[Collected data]
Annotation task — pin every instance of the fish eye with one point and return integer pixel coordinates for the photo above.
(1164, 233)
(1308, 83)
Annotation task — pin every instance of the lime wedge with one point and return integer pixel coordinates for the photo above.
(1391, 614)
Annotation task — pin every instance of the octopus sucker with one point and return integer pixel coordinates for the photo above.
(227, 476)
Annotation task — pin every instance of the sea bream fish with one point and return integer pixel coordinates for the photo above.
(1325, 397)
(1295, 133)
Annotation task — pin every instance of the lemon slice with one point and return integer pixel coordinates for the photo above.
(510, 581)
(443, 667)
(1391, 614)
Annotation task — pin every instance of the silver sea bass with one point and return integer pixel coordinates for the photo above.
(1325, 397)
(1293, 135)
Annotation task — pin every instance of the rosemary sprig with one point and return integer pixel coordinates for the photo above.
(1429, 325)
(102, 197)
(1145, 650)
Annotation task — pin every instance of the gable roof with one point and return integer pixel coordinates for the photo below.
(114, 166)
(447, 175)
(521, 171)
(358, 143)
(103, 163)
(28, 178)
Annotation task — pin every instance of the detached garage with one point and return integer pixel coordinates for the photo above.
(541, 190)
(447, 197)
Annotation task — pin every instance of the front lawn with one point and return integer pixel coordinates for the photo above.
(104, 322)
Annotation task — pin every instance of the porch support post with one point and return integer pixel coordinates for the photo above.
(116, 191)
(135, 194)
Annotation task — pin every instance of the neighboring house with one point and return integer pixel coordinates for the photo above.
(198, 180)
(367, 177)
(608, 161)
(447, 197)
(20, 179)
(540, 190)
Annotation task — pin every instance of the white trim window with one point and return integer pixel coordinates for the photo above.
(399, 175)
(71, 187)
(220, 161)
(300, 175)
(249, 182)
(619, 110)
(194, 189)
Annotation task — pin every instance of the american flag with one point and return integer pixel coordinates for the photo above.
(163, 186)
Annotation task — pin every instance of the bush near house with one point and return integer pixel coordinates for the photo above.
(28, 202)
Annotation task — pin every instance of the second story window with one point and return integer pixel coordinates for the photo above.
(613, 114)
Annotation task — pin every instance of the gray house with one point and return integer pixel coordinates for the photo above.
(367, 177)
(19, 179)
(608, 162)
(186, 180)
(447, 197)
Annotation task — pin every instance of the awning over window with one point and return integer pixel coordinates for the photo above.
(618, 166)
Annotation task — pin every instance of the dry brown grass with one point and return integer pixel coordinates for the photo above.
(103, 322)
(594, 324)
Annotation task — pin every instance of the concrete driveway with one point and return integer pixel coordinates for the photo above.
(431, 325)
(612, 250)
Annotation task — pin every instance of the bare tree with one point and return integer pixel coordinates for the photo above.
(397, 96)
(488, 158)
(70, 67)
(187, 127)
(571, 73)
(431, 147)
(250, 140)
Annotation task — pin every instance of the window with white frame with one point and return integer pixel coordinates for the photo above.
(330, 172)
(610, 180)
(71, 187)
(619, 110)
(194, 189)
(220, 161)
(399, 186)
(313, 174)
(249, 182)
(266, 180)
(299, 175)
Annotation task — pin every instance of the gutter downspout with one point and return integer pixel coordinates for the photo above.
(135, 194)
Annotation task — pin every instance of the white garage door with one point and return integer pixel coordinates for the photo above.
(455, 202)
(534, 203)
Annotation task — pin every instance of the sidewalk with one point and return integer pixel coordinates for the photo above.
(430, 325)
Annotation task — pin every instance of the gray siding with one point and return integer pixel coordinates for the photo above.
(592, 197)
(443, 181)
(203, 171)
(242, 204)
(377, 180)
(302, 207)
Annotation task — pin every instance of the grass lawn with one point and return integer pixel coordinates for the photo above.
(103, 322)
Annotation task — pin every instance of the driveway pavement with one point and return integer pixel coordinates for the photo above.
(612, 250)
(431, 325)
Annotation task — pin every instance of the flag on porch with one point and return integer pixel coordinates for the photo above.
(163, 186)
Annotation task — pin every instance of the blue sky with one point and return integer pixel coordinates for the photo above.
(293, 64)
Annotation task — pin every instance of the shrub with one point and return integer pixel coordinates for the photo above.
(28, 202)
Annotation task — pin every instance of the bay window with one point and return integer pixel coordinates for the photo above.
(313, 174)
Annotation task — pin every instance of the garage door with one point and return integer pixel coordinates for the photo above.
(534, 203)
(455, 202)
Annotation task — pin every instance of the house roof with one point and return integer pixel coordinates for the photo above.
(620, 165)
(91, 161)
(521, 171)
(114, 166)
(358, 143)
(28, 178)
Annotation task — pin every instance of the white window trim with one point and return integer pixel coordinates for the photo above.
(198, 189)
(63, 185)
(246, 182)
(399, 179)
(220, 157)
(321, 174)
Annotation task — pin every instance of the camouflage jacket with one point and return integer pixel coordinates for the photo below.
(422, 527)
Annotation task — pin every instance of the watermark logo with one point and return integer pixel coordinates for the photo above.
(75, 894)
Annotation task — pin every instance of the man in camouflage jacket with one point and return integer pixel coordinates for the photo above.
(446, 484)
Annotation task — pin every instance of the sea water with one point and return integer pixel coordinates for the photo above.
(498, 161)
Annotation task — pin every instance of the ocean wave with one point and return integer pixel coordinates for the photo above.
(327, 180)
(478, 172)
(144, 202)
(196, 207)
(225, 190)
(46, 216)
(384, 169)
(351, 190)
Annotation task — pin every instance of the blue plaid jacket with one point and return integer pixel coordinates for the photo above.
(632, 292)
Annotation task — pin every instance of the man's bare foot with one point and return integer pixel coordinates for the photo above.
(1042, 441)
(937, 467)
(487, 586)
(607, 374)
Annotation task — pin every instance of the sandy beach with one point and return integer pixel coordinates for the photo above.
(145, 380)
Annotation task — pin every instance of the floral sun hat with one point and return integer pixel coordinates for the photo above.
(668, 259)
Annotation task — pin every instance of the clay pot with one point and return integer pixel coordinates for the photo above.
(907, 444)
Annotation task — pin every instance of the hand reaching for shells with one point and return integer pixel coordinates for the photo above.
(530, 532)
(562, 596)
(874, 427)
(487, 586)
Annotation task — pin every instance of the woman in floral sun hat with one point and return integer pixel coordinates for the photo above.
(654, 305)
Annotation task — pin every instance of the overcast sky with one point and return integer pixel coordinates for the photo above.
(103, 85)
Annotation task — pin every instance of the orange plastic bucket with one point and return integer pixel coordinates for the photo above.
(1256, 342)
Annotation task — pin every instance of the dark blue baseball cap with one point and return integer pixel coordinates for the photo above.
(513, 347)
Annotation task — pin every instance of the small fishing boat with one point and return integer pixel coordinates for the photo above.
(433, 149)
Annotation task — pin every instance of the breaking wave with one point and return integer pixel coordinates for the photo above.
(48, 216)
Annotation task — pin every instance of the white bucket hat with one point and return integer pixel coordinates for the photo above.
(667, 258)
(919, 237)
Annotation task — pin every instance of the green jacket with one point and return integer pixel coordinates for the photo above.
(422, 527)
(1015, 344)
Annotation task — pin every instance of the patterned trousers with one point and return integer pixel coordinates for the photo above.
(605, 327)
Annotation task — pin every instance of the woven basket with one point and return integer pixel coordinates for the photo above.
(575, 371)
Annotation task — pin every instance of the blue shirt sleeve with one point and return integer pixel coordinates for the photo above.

- [AIM OF THE EXERCISE]:
Whatever appears in the data above must be copied word for word.

- [RESPONSE BELOW]:
Annotation task — pin every instance of the fish eye with one point and return integer pixel coordinates for the photo above.
(1164, 233)
(1308, 83)
Annotation task — pin every instance of the lime wedge with one point and return integer pixel coordinates for the photo above.
(1391, 614)
Annotation task — pin every instance of the octopus sucker with one point and return integer pixel coordinates for the photo above.
(227, 476)
Annotation task — pin every instance of the sea bream fish with one point and return integer pixel coordinates for the photo above.
(1325, 397)
(1295, 133)
Annotation task — pin every instance of the lemon slice with one point and return integer pixel coordinates for the photo above.
(510, 581)
(443, 667)
(1391, 614)
Annotation task — pin every instance of the silver sea bass with one point and return integer pixel coordinates for the photo above.
(1325, 397)
(1293, 135)
Annotation task — pin every instance of the rosemary sprig with one point and return integer pixel coordinates for the photo above.
(1429, 325)
(102, 197)
(1145, 650)
Annotation task — pin every instance of the gable roof with one point and return integer pixel coordinates for the photo below.
(114, 166)
(447, 175)
(521, 171)
(358, 143)
(103, 163)
(28, 178)
Annotation task — pin every instance of the detached garage with one point and return integer pixel coordinates for the photo above.
(541, 190)
(447, 197)
Annotation task — pin every instance of the front lawn with one point and return integer pixel coordinates for the photo above.
(104, 322)
Annotation task — pin every instance of the porch support post with one point and return integer pixel coordinates for the photo above.
(116, 191)
(135, 194)
Annotation task — pin every instance of the neighboring house with one point and return integer pixel coordinates for the photo above.
(198, 180)
(367, 177)
(608, 161)
(447, 197)
(20, 179)
(540, 190)
Annotation task — pin every instance of the white trim window with one point and return integer pixel coordinates for the photo above.
(399, 175)
(71, 187)
(220, 161)
(300, 175)
(249, 182)
(619, 110)
(194, 189)
Annotation task — pin every instance of the american flag with one point and return integer pixel coordinates for the photo above.
(163, 186)
Annotation task — pin every instance of the bush near house with one point and return integer pixel coordinates for the photo above.
(28, 202)
Annotation task — pin every instance of the second story window with one point and return integer pixel coordinates for the photo above.
(613, 114)
Annotation task — pin every instance of the gray house with one point and return integer pixel coordinates for the photo above.
(367, 177)
(19, 179)
(608, 162)
(186, 180)
(447, 197)
Annotation task — pin every instance of the awning over window with one point and return integer pixel coordinates for the photo above.
(618, 166)
Annotation task — pin every instance of the dry brown grass with one point and return integer pixel coordinates for the photo above.
(103, 322)
(594, 324)
Annotation task — pin every instance of the concrete driveway with one point and return integer pixel coordinates for the photo above.
(431, 325)
(612, 250)
Annotation task — pin every instance of the bare tree with one point and return integer pixel coordinates for the photo above.
(397, 96)
(488, 158)
(70, 67)
(187, 127)
(571, 73)
(431, 147)
(250, 140)
Annotation task — pin every instance of the window with white frame with one point and return integer pixel coordinates for the photo above.
(330, 172)
(610, 180)
(71, 187)
(619, 110)
(194, 189)
(220, 161)
(399, 186)
(313, 174)
(249, 182)
(266, 180)
(299, 175)
Annotation task — pin every instance of the gutter downspout with one point and return integer pixel coordinates for the photo above.
(135, 194)
Annotation task — pin every instance of the white garage door with one point and return integer pixel coordinates for the photo above.
(455, 202)
(534, 203)
Annotation task — pin every instance of the sidewalk with one point and return integer pixel coordinates for the photo above.
(430, 325)
Annotation task — pin every instance of the gray siding with one point and return integer pixel coordinates for the photo above.
(592, 197)
(443, 181)
(203, 171)
(242, 204)
(377, 180)
(302, 207)
Annotation task — pin every instance of the grass lawn with one point and return integer pixel coordinates for the photo above.
(103, 322)
Annotation task — pin every instance of the driveway pavement with one point and return integer pixel coordinates for the photo above.
(612, 250)
(431, 325)
Annotation task — pin every instance of the flag on porch with one point and return integer pixel coordinates for the photo above.
(163, 186)
Annotation task — pin every instance of the blue sky with one point and return integer pixel coordinates for the photo above.
(293, 64)
Annotation task — pin every instance of the shrub with one point and return integer pixel coordinates for the photo above.
(28, 202)
Annotation task — pin every instance of the bay window with one point and return integer pixel coordinates for the photo above.
(313, 174)
Annotation task — pin every instance of the garage door with one point and return integer pixel coordinates for the photo above.
(534, 203)
(455, 202)
Annotation task — pin every instance of the house roof with one point and return integer pixel coordinates for the photo above.
(620, 165)
(91, 161)
(521, 171)
(114, 166)
(358, 143)
(28, 178)
Annotation task — pin every instance of the white window trim with one point and return integer pixel coordinates for the photo above.
(198, 189)
(63, 185)
(246, 182)
(399, 179)
(220, 157)
(321, 174)
Annotation task — pin every instance of the camouflage jacket with one point and return integer pixel coordinates for the photo below.
(422, 527)
Annotation task — pin every instance of the watermark logo with one point and return integer pixel coordinates for the photo above.
(75, 894)
Annotation task — pin every instance of the man in camouflage jacket with one point and return integer pixel coordinates for the photo above.
(446, 484)
Annotation task — pin every instance of the sea water with one point and return integer pixel coordinates for the photo above.
(498, 161)
Annotation task — pin every instance of the ocean wave with one point and return integer pixel coordinates for the photo above.
(327, 180)
(478, 172)
(144, 202)
(196, 207)
(225, 190)
(46, 216)
(384, 169)
(351, 190)
Annotation task — pin every instance of the blue plaid jacket with one point and return integer pixel coordinates for the photo above.
(632, 292)
Annotation task — pin every instance of the man's bare foot with one point and return integer pixel coordinates for the photo above.
(1042, 441)
(937, 467)
(487, 586)
(607, 374)
Annotation task — pin every instance of the sandy beach with one point and return integer pixel coordinates for the photo above.
(145, 380)
Annotation task — pin every instance of the floral sun hat with one point and return integer pixel coordinates for the photo above.
(668, 259)
Annotation task — pin every instance of the clay pot with one point and return integer pixel coordinates for the photo above.
(907, 444)
Annotation task — pin every instance of the hand reaching for shells with one point and return integer pixel coordinates for the photo above.
(530, 532)
(562, 596)
(874, 427)
(487, 586)
Annotation task — pin every instance of the woman in floral sun hat with one point and return integer pixel coordinates for the photo above.
(654, 305)
Annotation task — pin every instance of the overcast sky with one point and return integer pixel coordinates for the photo above.
(103, 85)
Annotation task — pin every instance of the orange plastic bucket with one point and return integer pixel coordinates for the photo above.
(1256, 342)
Annotation task — pin every instance of the dark blue baseball cap with one point and return integer pixel coordinates for the photo above.
(513, 347)
Annotation task — pin every instance of the small fishing boat with one point and return integer pixel coordinates for the photo above.
(433, 149)
Annotation task — pin every instance of the breaking wave with one point and return integer pixel coordinates for the photo above.
(48, 216)
Annotation task — pin every instance of the white bucket hat with one point and return integer pixel coordinates for the photo above.
(667, 258)
(919, 237)
Annotation task — pin every instance of the green jacket with one point and return integer pixel coordinates for the photo above.
(422, 527)
(1015, 344)
Annotation task — pin every instance of the patterned trousers with one point and return integer pixel coordinates for the photo above.
(605, 327)
Annotation task — pin every instance of the woven basket with one point and return integer pixel coordinates for the photo above.
(575, 371)
Annotation task — pin every instance of the blue shirt sleeve with one point and return integer pixel coordinates for the photo above.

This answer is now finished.